Documento de origem »
====================

A ABCR acaba de lançar uma carta de esclarecimento destacando a importância da ética e do compliance em patrocínios e doações realizadas por meio de leis de incentivo fiscal. A associação alerta sobre práticas ilegais que envolvem vantagem financeira indevida e ressalta a necessidade de as empresas patrocinadoras e doadoras cumprirem rigorosamente as normas para evitar riscos financeiros e reputacionais.
Profissionais da captação de recursos, responsáveis pela obtenção de patrocínios e doações, devem ser remunerados exclusivamente pelos serviços prestados ao seu contratante, conforme os parâmetros legais. Utilizar recursos de projetos incentivados para remunerar serviços prestados diretamente aos patrocinadores é uma prática ilegal e imoral.
A carta também aborda a necessidade de compliance rigoroso para garantir que serviços prestados a patrocinadores sejam pagos com recursos próprios das empresas e não com fundos destinados aos projetos incentivados.
O texto é assinado pelo diretor executivo da ABCR, Fernando Nogueira. Agradecemos aos associados dos GTs de Captação com Empresas, Direito e Cultura e Economia Criativa, que contribuíram com a produção. Confira abaixo a íntegra da carta.
ABCR – Associação Brasileira de Captadores de Recursos
Público-Alvo: Empresas patrocinadoras e doadoras
A ABCR – Associação Brasileira de Captadores de Recursos, que tem como objetivo promover, desenvolver e qualificar a atividade de captação de recursos no Brasil, especialmente no Terceiro Setor, volta a reforçar, após Alerta enviado em 2019, o risco de práticas que levam a vantagem financeira indevida ilegal nas doações e patrocínios incentivados, e traz as recentes atualizações de legislação nesse campo.

====================

Instrução escrita A » Reproduza o trecho do texto sobre a carta da ABCR que começa em "A carta também" e termina em "aos projetos incentivados.".
Instrução escrita B » Segundo o texto sobre a carta da ABCR, qual é o público-alvo da carta?
Instrução escrita C » Por favor, continue o texto sobre a carta da ABCR logo após a última frase apresentada.

====================

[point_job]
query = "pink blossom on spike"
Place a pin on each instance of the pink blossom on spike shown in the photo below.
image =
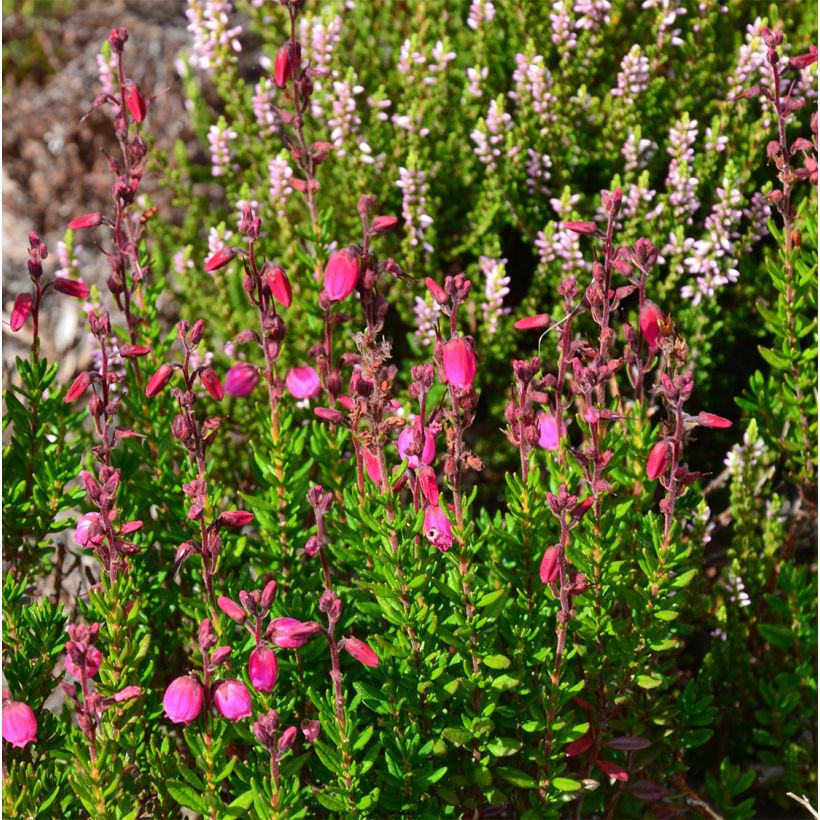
(458, 361)
(82, 534)
(438, 529)
(549, 566)
(302, 382)
(78, 387)
(341, 275)
(649, 320)
(93, 660)
(232, 699)
(87, 221)
(658, 459)
(549, 439)
(20, 311)
(241, 379)
(263, 669)
(158, 380)
(71, 287)
(711, 420)
(533, 322)
(19, 724)
(361, 651)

====================

Resposta correta A »
A carta também aborda a necessidade de compliance rigoroso para garantir que serviços prestados a patrocinadores sejam pagos com recursos próprios das empresas e não com fundos destinados aos projetos incentivados.

Resposta correta B » Empresas patrocinadoras e doadoras.

Resposta correta C »
O profissional de captação de recursos para incentivos fiscais é a pessoa responsável por buscar patrocinadores e investidores para projetos e instituições diversas, por meio de leis de incentivo ao esporte, à cultura, fundos de direito (infância e idoso), Pronon e Pronas-PCD. Este profissional pode trabalhar como empregado ou como prestador de serviço da organização proponente dos projetos incentivados, e seus serviços podem incluir estudos de mercado, desenvolvimento de material comercial, criação de régua de relacionamento, e outras ações que fazem parte da estratégia de captação supracitada.
Em ambos os casos, ele presta um serviço ao proponente (organização ou empresa que propõe e executa o projeto aprovado na Lei) e, portanto, é remunerado por seu contratante. Há uma relação profissional entre ambas as partes, baseada em confiança, ética, responsabilidades e compromisso, assim como acontece na contratação de serviços advocatícios, contábeis, de comunicação, entre outros.
O captador será remunerado de acordo com o tipo de contrato, CLT ou PJ, podendo ser um valor mensal, um fixo pré-acordado ou um percentual de sucesso da captação. Quando remunerado com recursos dos projetos captados, a remuneração sempre deverá atender aos parâmetros e limites legais, já previstos, inclusive, na maioria das leis de incentivos, sejam federais, estaduais ou municipais.
Algo que todas essas leis de incentivo têm em comum é a premissa de que o valor pago ao captador por meio do projeto incentivado é previsto para uso exclusivo de pagamento pelo serviço prestado ao proponente, e jamais poderá ser usado para quaisquer tipos de serviços prestados à empresa incentivadora, inclusive os serviços relacionados a busca e seleção de projetos para seu apoio. O uso da verba de captação de recursos dos projetos incentivados para remuneração a empresas que prestem consultoria e serviços às empresas doadoras e patrocinadores é considerado vantagem financeira indevida ao investidor, o que pode levar a multas ou mesmo a perda do benefício fiscal que a empresa teria.
E é sobre isso que a ABCR quer se manifestar, auxiliando patrocinadores e investidores a cumprirem com as leis e normativas federais, estaduais e municipais, evitando riscos financeiros e reputacionais.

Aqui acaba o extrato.